## PASSAGE EXTRAIT
********

Tu sais que ce ne sera pas objectif.

L’objectivité est impossible à atteindre, même quand on fait de la recherche, mais c’est un effort qu’on doit faire quand on fait du journalisme d’investigation, de l’histoire, de la socio ou de la psycho, même en littérature. Le cas JKR est toujours traité par des militants et/ou des fans, donc y a aucune objectivité, jamais, dans les articles. En histoire (puisque c’est ma branche) tu n’es pas supposé juger ce que tu vois, et tu dois t’efforcer en permanence de ne pas te faire influencer par ton propre vécu (ce qui est extrêmement difficile et la neutralité absolue est inatteignable, c’est un combat intellectuel de chaque instant), car l’objectif c’est d’analyser globalement une situation, d’en capter les tenants et les aboutissants, les liens de cause à effets et les mécanismes sociaux sous-jacents.

Ce qui m’amène à ma deuxième réponse :

Je trouve ça super intéressant que tu utilises le mot « juger ». C’est toute la divergence de mon point de vue, moi je ne juge pas, j’analyse.

Quand je dis que je sépare l’artiste de son œuvre, tout dépend pourquoi. Dans une analyse littéraire, on ne peut pas faire scission, puisque l’artiste s’inscrit dans un contexte historique. C’est ce qu’on rappelle sans arrêt pour « les dix petits nègres », ou pour les clichés racistes dans Tintin. C’est vrai pour toutes les œuvres. Tu as le contexte historique, le contexte social de l’auteur (son histoire personnelle), son engagement politique s’il y en a un, sa personnalité, sachant que sur ce dernier point, plus tu vas loin dans le passé, et plus c’est dur à définir. On ne peut se fier qu’à notre propre analyse des sources connexes (les portraits faits par leurs proches, leurs détracteurs, les historiens plus anciens que nous…). C’est vrai que c’est beaucoup moins le cas pour les artistes contemporains. C’est plus facile d’avoir un portrait de JKR qu’un portrait de Jane Austen.

********

## OBJECTIF ÉNONCÉ 1
Recopiez à l'identique le passage sur l'objectivité, en partant de « L’objectivité est impossible » et en poursuivant jusqu'à « mécanismes sociaux sous-jacents. » inclus.

********

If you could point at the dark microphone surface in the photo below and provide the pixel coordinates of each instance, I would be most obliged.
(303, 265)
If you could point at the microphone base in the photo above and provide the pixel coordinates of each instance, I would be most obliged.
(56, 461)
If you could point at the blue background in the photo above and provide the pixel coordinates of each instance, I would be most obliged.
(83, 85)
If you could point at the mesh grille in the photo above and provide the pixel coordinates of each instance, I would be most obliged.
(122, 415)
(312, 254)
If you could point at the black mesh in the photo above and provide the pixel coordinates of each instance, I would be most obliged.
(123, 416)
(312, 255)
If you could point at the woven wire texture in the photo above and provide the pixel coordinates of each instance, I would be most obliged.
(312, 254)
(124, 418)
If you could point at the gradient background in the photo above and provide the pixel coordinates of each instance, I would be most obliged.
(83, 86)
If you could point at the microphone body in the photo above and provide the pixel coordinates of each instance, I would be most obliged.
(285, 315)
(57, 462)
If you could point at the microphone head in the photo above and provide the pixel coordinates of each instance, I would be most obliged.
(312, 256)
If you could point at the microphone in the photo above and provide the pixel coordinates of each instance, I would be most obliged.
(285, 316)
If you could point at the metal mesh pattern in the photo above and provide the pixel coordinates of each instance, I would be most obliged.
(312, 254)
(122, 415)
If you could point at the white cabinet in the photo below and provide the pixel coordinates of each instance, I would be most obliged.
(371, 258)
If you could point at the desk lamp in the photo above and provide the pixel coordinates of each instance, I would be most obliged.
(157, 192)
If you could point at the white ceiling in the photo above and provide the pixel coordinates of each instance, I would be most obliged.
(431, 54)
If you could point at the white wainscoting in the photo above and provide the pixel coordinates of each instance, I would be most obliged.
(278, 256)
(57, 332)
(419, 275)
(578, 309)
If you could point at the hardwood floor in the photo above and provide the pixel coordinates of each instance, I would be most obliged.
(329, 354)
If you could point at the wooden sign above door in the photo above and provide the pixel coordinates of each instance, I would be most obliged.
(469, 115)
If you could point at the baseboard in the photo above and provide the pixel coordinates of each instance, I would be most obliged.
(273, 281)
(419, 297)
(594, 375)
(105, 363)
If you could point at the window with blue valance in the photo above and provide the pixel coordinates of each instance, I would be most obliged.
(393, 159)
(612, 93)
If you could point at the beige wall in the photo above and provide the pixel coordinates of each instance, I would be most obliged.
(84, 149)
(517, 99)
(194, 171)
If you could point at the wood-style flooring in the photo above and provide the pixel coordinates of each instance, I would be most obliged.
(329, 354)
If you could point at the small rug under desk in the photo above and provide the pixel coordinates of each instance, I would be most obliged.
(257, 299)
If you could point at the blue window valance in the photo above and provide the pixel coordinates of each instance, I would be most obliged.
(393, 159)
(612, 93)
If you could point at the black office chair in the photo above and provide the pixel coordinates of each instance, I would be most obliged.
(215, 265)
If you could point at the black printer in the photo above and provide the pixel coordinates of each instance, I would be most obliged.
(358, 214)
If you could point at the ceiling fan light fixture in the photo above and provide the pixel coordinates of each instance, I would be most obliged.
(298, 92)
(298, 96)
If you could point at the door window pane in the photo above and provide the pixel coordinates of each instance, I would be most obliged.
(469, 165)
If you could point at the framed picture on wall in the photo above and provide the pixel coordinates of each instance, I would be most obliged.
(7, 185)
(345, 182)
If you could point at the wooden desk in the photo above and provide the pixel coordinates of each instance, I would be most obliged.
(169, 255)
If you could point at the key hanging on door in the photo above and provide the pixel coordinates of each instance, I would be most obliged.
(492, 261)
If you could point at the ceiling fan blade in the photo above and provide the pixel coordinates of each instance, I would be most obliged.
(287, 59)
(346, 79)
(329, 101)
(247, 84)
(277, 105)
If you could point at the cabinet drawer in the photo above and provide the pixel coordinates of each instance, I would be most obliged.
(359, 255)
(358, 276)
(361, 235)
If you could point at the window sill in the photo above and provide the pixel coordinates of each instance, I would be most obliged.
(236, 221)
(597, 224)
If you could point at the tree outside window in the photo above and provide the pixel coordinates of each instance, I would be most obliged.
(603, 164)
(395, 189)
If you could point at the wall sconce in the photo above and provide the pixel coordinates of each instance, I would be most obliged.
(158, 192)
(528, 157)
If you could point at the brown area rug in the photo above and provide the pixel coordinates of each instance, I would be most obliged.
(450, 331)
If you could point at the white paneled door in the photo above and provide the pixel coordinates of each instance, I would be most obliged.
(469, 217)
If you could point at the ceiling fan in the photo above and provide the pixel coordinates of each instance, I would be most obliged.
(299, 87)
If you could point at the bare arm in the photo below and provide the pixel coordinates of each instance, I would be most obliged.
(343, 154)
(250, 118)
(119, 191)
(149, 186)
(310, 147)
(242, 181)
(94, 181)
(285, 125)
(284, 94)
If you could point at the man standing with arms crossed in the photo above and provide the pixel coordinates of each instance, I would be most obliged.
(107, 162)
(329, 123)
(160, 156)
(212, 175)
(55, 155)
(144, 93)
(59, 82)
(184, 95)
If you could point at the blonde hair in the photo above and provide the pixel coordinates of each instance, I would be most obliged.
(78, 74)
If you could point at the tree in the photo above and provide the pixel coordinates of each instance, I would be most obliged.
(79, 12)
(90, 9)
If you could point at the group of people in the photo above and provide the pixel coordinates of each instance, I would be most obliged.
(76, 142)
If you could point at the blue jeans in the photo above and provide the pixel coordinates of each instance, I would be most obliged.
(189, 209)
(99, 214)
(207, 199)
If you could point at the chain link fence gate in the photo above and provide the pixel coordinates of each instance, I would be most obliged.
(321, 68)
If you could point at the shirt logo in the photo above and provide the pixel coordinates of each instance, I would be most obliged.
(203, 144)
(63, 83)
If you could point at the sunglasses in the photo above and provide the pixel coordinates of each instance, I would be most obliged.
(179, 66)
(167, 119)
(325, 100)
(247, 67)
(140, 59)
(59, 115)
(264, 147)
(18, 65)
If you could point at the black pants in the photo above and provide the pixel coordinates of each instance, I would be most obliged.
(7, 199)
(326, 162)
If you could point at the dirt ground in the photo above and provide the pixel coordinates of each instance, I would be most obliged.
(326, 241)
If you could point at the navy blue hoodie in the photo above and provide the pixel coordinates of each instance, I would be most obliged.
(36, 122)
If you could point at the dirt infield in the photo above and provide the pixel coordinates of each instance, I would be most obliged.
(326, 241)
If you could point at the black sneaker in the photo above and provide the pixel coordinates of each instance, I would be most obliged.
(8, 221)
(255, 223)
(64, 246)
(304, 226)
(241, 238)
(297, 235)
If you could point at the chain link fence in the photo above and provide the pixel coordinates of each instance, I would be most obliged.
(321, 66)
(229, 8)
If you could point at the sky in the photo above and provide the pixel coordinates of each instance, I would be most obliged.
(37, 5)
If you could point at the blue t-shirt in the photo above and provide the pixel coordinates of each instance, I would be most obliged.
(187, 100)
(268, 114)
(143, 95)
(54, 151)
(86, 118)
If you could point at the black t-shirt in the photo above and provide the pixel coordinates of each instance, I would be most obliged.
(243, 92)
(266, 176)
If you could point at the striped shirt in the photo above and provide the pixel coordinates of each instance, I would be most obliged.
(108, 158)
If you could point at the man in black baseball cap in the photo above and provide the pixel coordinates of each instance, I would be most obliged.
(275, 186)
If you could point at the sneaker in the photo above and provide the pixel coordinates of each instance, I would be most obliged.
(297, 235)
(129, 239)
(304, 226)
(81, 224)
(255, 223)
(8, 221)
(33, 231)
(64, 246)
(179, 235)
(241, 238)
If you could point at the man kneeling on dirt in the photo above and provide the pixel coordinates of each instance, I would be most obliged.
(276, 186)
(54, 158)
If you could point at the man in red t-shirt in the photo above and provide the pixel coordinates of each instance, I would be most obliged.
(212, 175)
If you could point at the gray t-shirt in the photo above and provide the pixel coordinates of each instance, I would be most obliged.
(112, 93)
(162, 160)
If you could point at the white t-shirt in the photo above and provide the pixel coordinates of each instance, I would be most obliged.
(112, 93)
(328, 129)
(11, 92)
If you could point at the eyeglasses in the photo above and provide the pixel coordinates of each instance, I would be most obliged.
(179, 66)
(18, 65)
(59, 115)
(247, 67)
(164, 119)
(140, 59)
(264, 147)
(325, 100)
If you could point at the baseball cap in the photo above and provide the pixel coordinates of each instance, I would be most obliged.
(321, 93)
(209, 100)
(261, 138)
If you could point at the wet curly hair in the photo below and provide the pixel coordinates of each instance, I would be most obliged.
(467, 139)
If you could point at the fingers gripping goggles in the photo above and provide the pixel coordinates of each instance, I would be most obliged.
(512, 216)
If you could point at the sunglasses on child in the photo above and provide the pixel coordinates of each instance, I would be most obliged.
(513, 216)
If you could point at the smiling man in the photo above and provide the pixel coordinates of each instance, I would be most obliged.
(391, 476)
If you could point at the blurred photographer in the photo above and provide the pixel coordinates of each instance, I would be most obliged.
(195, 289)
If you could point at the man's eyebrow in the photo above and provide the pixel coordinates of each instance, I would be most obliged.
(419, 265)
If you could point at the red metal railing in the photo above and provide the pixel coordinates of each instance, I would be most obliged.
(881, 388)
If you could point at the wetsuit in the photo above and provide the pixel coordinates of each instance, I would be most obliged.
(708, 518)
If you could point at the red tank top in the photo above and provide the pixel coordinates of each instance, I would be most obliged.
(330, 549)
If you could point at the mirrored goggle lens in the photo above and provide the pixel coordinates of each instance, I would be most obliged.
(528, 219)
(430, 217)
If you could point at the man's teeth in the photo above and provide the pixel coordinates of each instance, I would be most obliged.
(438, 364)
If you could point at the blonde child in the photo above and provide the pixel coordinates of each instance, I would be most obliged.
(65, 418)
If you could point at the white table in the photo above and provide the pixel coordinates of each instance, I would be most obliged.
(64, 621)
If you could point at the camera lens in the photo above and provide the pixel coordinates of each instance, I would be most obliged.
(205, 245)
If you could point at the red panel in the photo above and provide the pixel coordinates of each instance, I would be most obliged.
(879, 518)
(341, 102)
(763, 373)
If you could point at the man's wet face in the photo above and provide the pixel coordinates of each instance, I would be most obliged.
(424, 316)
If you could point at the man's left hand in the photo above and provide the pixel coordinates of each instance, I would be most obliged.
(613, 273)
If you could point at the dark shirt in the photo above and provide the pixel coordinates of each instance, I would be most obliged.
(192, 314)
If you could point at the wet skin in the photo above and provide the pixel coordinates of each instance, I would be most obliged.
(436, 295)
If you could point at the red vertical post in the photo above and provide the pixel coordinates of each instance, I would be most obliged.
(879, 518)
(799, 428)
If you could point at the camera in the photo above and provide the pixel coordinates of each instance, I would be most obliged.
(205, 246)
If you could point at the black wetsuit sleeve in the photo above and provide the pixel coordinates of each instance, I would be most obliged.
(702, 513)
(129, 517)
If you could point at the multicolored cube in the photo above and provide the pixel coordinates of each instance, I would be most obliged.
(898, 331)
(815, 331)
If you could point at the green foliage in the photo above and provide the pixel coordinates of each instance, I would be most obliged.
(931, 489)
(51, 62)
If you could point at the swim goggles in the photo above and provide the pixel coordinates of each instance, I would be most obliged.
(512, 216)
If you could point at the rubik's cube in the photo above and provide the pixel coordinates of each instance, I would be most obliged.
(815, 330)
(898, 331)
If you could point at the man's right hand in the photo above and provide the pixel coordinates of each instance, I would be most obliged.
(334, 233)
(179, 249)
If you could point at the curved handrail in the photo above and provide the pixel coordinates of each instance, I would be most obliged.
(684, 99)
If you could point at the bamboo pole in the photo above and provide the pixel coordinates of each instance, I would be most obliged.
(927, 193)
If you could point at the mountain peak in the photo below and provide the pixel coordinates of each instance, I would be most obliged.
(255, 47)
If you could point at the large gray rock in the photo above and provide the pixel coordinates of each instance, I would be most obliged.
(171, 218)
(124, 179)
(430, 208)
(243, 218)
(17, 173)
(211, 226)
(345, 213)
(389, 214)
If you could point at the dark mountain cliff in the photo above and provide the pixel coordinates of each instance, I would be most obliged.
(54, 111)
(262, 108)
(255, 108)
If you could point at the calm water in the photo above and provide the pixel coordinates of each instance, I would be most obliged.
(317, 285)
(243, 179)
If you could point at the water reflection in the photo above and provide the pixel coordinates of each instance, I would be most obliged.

********

## OBJECTIF ÉNONCÉ 2
Donnez uniquement le nombre de lignes du listing contenant la chaîne « blonde », en respectant la casse.

## SOLUTION DE L'EXERCICE 1
L’objectivité est impossible à atteindre, même quand on fait de la recherche, mais c’est un effort qu’on doit faire quand on fait du journalisme d’investigation, de l’histoire, de la socio ou de la psycho, même en littérature. Le cas JKR est toujours traité par des militants et/ou des fans, donc y a aucune objectivité, jamais, dans les articles. En histoire (puisque c’est ma branche) tu n’es pas supposé juger ce que tu vois, et tu dois t’efforcer en permanence de ne pas te faire influencer par ton propre vécu (ce qui est extrêmement difficile et la neutralité absolue est inatteignable, c’est un combat intellectuel de chaque instant), car l’objectif c’est d’analyser globalement une situation, d’en capter les tenants et les aboutissants, les liens de cause à effets et les mécanismes sociaux sous-jacents.

## SOLUTION DE L'EXERCICE 2
2